#### What you need to do:
Copy every line from the records that holds the word "badge".

#### Material shown:

□ □ □

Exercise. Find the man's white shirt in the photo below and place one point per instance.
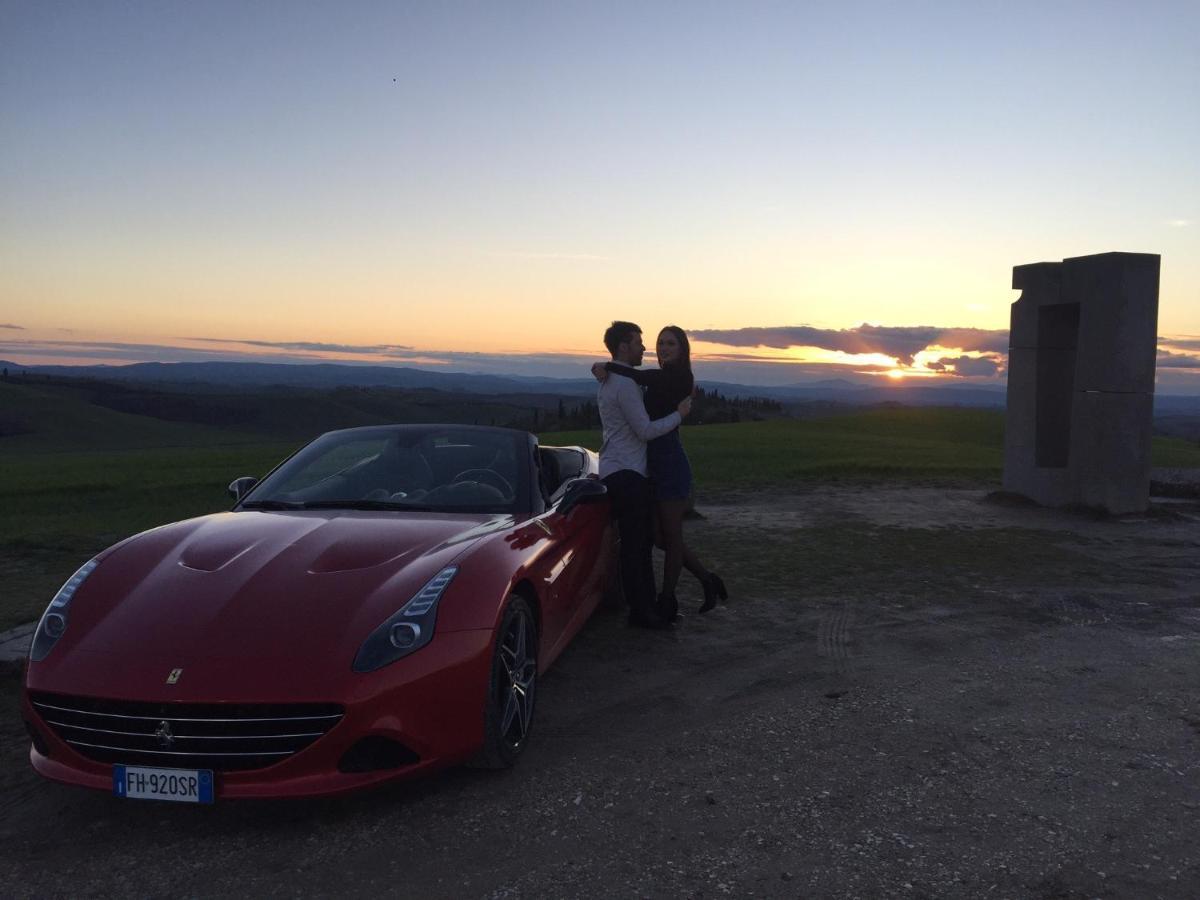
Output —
(627, 427)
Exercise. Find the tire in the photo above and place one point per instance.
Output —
(511, 689)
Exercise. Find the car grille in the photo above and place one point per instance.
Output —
(226, 737)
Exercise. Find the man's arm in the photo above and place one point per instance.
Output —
(646, 377)
(634, 411)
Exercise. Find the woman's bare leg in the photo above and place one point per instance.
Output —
(678, 556)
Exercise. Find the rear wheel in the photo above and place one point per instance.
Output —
(511, 691)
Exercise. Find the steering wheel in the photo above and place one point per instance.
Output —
(485, 477)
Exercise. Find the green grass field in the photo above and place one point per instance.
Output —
(99, 477)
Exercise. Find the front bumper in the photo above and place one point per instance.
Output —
(431, 702)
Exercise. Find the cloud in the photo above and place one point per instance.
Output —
(1177, 360)
(1186, 342)
(966, 366)
(310, 346)
(901, 343)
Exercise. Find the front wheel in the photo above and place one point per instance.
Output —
(508, 714)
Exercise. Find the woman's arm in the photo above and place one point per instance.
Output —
(645, 377)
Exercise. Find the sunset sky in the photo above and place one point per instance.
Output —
(809, 189)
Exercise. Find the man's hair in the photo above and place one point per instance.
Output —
(617, 334)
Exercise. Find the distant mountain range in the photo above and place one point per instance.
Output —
(201, 376)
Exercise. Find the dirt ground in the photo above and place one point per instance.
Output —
(913, 691)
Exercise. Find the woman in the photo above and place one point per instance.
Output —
(667, 463)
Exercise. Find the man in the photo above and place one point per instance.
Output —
(627, 427)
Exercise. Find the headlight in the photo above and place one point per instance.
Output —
(409, 629)
(54, 619)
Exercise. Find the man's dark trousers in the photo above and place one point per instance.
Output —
(633, 509)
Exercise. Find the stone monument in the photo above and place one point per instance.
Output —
(1081, 355)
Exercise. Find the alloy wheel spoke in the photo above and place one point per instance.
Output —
(510, 712)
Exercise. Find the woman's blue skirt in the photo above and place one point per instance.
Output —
(669, 467)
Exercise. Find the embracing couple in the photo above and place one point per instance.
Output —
(646, 469)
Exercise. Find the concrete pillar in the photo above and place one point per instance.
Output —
(1083, 345)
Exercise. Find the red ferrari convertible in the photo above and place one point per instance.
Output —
(379, 605)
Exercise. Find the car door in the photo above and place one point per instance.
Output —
(573, 568)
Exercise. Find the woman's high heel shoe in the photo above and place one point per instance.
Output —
(714, 591)
(719, 585)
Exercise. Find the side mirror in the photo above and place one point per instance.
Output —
(581, 490)
(240, 486)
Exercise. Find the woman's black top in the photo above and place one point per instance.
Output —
(664, 387)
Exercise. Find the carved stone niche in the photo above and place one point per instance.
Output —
(1081, 382)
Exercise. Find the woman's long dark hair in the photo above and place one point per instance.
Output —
(684, 346)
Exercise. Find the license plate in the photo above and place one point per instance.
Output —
(141, 783)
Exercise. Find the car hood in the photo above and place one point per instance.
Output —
(267, 586)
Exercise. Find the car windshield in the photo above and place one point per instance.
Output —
(427, 468)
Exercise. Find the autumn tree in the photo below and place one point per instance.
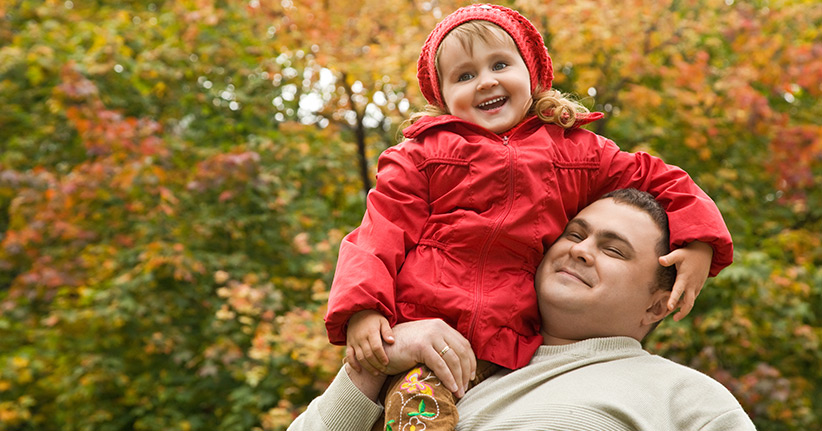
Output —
(175, 178)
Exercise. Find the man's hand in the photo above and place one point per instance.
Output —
(693, 262)
(421, 342)
(364, 341)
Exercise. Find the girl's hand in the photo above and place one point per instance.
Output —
(693, 262)
(420, 342)
(366, 332)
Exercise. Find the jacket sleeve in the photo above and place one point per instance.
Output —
(371, 255)
(692, 214)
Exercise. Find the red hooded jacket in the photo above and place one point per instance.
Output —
(460, 219)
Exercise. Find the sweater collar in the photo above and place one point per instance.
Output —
(627, 345)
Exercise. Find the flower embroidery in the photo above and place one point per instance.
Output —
(413, 384)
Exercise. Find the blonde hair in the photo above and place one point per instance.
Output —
(551, 106)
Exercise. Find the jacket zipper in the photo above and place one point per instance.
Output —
(478, 293)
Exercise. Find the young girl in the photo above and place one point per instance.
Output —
(464, 209)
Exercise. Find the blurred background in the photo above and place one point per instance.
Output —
(176, 177)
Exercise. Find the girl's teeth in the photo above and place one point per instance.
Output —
(491, 102)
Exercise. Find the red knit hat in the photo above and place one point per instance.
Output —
(525, 35)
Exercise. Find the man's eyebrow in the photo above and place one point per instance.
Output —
(581, 222)
(604, 234)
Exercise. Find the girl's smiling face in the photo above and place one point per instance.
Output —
(485, 81)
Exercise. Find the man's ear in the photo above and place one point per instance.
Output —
(658, 308)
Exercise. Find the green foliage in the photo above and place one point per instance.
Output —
(170, 211)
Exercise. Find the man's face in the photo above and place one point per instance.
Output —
(596, 279)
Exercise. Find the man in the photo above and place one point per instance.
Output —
(601, 290)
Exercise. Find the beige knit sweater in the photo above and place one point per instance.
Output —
(598, 384)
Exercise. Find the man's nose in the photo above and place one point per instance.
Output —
(581, 251)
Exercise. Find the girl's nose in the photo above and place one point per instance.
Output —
(486, 82)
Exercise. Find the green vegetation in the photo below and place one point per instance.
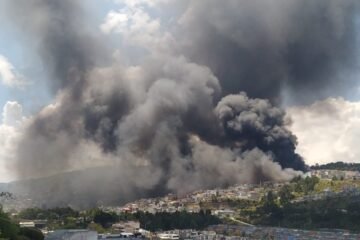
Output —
(101, 221)
(10, 230)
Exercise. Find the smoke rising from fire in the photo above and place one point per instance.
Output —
(167, 124)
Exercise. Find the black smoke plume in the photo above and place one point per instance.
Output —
(168, 124)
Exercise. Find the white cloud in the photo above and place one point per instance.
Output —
(327, 130)
(12, 114)
(8, 75)
(138, 27)
(11, 127)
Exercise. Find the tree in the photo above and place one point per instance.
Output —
(285, 195)
(31, 233)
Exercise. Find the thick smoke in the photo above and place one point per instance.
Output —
(168, 123)
(262, 47)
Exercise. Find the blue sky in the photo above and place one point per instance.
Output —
(15, 48)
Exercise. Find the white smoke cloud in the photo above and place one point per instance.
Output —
(327, 130)
(10, 133)
(8, 75)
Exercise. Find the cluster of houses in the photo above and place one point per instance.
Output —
(335, 174)
(192, 202)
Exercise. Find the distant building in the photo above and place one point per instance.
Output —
(72, 235)
(33, 223)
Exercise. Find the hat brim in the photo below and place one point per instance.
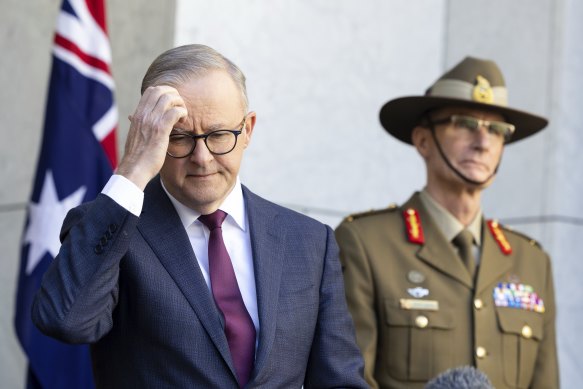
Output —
(400, 116)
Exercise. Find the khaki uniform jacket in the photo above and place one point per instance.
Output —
(404, 348)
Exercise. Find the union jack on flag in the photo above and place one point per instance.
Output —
(77, 157)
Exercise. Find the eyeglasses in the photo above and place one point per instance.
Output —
(471, 124)
(218, 142)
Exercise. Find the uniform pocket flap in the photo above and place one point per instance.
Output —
(395, 315)
(527, 324)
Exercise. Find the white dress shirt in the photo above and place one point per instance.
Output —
(235, 233)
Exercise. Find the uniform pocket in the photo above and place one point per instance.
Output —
(522, 332)
(416, 339)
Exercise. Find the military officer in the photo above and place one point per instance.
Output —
(433, 284)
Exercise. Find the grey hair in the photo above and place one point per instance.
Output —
(464, 377)
(176, 66)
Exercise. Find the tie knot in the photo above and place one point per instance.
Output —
(213, 220)
(464, 239)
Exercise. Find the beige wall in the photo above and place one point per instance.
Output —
(139, 30)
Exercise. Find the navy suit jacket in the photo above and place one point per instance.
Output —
(132, 288)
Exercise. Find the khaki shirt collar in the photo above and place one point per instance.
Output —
(447, 223)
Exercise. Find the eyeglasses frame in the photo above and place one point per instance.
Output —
(481, 123)
(205, 137)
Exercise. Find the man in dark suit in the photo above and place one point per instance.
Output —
(178, 275)
(432, 284)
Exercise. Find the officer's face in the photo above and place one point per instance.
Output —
(202, 180)
(474, 153)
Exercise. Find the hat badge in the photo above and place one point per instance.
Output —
(482, 91)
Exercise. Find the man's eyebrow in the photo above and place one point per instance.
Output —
(213, 127)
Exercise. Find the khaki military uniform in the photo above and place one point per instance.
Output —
(417, 311)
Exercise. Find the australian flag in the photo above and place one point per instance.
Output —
(77, 158)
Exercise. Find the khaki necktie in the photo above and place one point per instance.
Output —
(464, 241)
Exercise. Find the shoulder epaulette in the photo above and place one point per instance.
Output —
(522, 235)
(371, 212)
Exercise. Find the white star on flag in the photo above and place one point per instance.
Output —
(45, 220)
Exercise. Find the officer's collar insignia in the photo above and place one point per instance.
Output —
(499, 237)
(519, 296)
(415, 277)
(413, 225)
(482, 91)
(418, 292)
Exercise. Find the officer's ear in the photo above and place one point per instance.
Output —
(421, 138)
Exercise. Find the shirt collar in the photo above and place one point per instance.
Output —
(447, 223)
(234, 206)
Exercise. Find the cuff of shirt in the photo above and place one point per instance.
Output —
(125, 193)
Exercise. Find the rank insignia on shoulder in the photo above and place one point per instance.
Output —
(413, 226)
(499, 237)
(520, 296)
(358, 215)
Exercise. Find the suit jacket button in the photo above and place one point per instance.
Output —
(478, 304)
(421, 321)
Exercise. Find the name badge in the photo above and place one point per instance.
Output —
(421, 305)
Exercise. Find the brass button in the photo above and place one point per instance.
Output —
(421, 321)
(526, 332)
(481, 352)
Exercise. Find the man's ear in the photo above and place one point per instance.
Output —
(249, 126)
(421, 138)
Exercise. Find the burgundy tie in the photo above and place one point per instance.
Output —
(239, 327)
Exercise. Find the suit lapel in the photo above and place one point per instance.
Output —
(267, 243)
(161, 227)
(436, 250)
(493, 263)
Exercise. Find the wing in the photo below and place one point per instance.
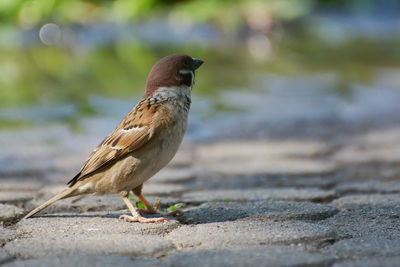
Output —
(132, 133)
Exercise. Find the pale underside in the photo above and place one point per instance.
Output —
(138, 148)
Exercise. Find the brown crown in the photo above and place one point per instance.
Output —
(165, 72)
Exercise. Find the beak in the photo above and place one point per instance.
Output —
(196, 63)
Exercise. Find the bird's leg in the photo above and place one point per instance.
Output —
(151, 209)
(136, 217)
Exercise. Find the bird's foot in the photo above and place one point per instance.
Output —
(141, 219)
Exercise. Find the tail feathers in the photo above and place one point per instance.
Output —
(63, 194)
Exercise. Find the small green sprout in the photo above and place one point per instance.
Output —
(175, 207)
(139, 204)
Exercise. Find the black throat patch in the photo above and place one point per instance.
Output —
(186, 79)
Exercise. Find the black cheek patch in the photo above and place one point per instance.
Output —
(186, 79)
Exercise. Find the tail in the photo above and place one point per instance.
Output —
(63, 194)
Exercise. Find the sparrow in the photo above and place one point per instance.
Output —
(143, 143)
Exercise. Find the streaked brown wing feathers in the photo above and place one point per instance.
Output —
(131, 134)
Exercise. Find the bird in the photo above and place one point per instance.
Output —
(144, 141)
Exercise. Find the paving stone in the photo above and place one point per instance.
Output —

□ □ □

#### Solution for this exercise:
Exercise. Find the hat badge in the photo above and place one point per instance.
Exercise. Find the name badge in the photo above and place one point per instance.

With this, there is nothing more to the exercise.